» Problems to work on
a – In the records, copy out word for word everything from the line containing "box every sky" down to the line containing "[0,0,576,1024]", with both of those lines included.
b – Write the next part of the squash column, starting after its final sentence.

Martin Bronstein, writes this month from his
home in London.

© 2004 All rights
reserved.
JAmes Willstrop photo© 2004, Fritz Borchert


THE NOVEMBER – DECEMBER GALLERY

THE WORLD OPEN….REALLY OPEN
Since
I started writing on squash in 1979 the number one position has always
been dominated by one player. When I started it was the great Australian
Geoff Hunt. Then, in 1981 Jahangir took the crown and dominated for almost
ten years before Jansher stepped into keep it in the Khan family until
1997 when finally a Brit, Peter Nicol took over and , with the exception
of the few months that Jonathon Power occupied the top spot, ruled the
roost until last year. In the last twelve months by my count five players
have held the number one spot in the rankings: Nicol, David Palmer, John
White, Thierry Lincou and Lee Beachill. I can tell you without fear of
contradiction that has never happened in any twelve e month period since
1979.

As I write the
World Open is happening in Qatar and the usual question posed to me is
Who is going to win?. Having just come back from Toronto, where four players
were felled by injuries, I will forecast that the healthiest – not
the fittest, nor the best – but the healthiest player will win.
And who is that? Thierry Lincou.

WHY
PLAYERS SHOULD UTILISE THEIR NATIVE TONGUE WHEN CUSSING THE REF
The
only thing that could prevent Lincou getting the world champion tab is
his normally controlled temperament. In Toronto just when he seemed to
have Power trussed like a turkey, he argued a point with the ref,, blew
a minor fuse and lost the game, allowing Power to tie the match 2/2. In
Hong Kong he got penalized a point for an audible obscenity, an obscenity
that obviously took advantage of the earthiness of Anglo Saxon. Now why
would a tri-lingual Frenchman, (his mother is Chinese) swear in English?
He could accuse the referee of all types of obscene practices with pigs
in French and Chinese and as long as he said it with a smile on his face,
they would be none the wiser. Thierry, if you have three languages, use
them . (Caution: if the referee is Canadian, beware! They tend to be bilingual
and probably know more rude words in French than you do).

» Data excerpts
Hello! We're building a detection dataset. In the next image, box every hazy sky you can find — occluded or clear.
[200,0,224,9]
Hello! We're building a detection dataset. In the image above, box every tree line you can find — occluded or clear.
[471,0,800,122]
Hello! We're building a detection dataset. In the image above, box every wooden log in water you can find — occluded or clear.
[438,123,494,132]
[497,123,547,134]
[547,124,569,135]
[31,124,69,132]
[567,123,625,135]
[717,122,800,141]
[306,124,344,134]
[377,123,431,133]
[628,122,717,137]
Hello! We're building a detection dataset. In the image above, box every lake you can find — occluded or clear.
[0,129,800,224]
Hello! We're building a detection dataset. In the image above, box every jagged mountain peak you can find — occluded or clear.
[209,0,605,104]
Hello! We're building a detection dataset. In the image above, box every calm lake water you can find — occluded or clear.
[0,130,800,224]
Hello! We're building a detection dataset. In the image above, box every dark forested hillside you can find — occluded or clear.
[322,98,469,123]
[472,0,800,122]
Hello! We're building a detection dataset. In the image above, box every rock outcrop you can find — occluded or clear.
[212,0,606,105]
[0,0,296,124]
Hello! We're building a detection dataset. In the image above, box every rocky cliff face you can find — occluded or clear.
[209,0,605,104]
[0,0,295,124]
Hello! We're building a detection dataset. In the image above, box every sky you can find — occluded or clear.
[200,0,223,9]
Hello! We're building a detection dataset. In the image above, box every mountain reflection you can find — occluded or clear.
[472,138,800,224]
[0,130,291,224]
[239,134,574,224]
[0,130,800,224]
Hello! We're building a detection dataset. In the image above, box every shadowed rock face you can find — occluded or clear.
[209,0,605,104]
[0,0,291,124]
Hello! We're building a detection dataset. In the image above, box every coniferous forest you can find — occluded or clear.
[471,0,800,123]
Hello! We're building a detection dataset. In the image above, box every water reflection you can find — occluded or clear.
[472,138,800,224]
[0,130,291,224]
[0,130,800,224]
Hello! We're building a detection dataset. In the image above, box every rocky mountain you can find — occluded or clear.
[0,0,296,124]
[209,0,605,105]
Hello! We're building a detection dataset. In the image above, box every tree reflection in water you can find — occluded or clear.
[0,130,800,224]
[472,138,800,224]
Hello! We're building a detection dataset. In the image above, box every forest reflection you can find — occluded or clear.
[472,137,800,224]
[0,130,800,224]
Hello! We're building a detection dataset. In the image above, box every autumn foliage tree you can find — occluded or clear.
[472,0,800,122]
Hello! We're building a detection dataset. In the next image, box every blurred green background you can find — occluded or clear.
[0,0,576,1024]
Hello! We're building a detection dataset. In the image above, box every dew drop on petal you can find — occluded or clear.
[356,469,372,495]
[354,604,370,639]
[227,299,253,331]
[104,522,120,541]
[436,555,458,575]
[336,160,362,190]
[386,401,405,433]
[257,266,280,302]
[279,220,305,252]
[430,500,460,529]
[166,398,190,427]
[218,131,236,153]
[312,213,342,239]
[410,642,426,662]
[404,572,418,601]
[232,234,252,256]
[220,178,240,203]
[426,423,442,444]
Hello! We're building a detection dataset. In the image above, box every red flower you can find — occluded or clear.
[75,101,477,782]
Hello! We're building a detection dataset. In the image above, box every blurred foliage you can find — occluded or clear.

» Per-task answers
a –
Hello! We're building a detection dataset. In the image above, box every sky you can find — occluded or clear.
[200,0,223,9]
Hello! We're building a detection dataset. In the image above, box every mountain reflection you can find — occluded or clear.
[472,138,800,224]
[0,130,291,224]
[239,134,574,224]
[0,130,800,224]
Hello! We're building a detection dataset. In the image above, box every shadowed rock face you can find — occluded or clear.
[209,0,605,104]
[0,0,291,124]
Hello! We're building a detection dataset. In the image above, box every coniferous forest you can find — occluded or clear.
[471,0,800,123]
Hello! We're building a detection dataset. In the image above, box every water reflection you can find — occluded or clear.
[472,138,800,224]
[0,130,291,224]
[0,130,800,224]
Hello! We're building a detection dataset. In the image above, box every rocky mountain you can find — occluded or clear.
[0,0,296,124]
[209,0,605,105]
Hello! We're building a detection dataset. In the image above, box every tree reflection in water you can find — occluded or clear.
[0,130,800,224]
[472,138,800,224]
Hello! We're building a detection dataset. In the image above, box every forest reflection you can find — occluded or clear.
[472,137,800,224]
[0,130,800,224]
Hello! We're building a detection dataset. In the image above, box every autumn foliage tree you can find — occluded or clear.
[472,0,800,122]
Hello! We're building a detection dataset. In the next image, box every blurred green background you can find — occluded or clear.
[0,0,576,1024]

b –
THE
POWER OF THE PRESS

The Toronto Classic
got more newspaper space this year than ever before. One of the reasons
is Toronto’s love affair with Jonathon Power. The other is that
the hockey players had gone on strike. Now you must know that ice hockey
is the religion of Canada in the same way that baseball is the religion
of the US and soccer is the religion of most of Europe. So for the players
to go on strike and rob the entire Canadian nation of their favourite
TV lprogram, Hockey Night in Canada, is dire indeed. But it is an ill
wind…. So the reporters and photographers from the Globe & Mail,
Toronto Star and National Post turned up regularly, the snappers getting
huge pictures in the sports pages….one photo took almost half a
page. There are no prizes in guessing who was front and center in every
photo.

The huge roar
that went up each night when Power was introduced was really quite fantastic.
Even though he narrowly lost the final 11-8 in the fifth to Lincou, Power
still came out a hero. One day, we shall all appreciate what Power has
done for Squash in North America.

NATALIE
RETURNS
I
was delighted when Natalie Grainger returned to the circuit a couple of
months back and reminded us all again what a sparkling, attacking player
she is. But I couldn’t help thinking back to the women’s world
team event in October, when the US finished 8th. When Grainger moved to
the US some years back there was every hope that by the time the 2004
world teams event came around, she would have been eligible to play for
the Yanks. She married an American, so that American citizenship ( US
rules require American citizenship for a player to represent the Stars
& Stripes) appeared to be imminent. However, she is now divorced from
her husband, which leaves her citizenship …..where?

If she does
get US citizenship before 2006, then she could lead a young and talented
team into an even better finish. Talk to me Natalie!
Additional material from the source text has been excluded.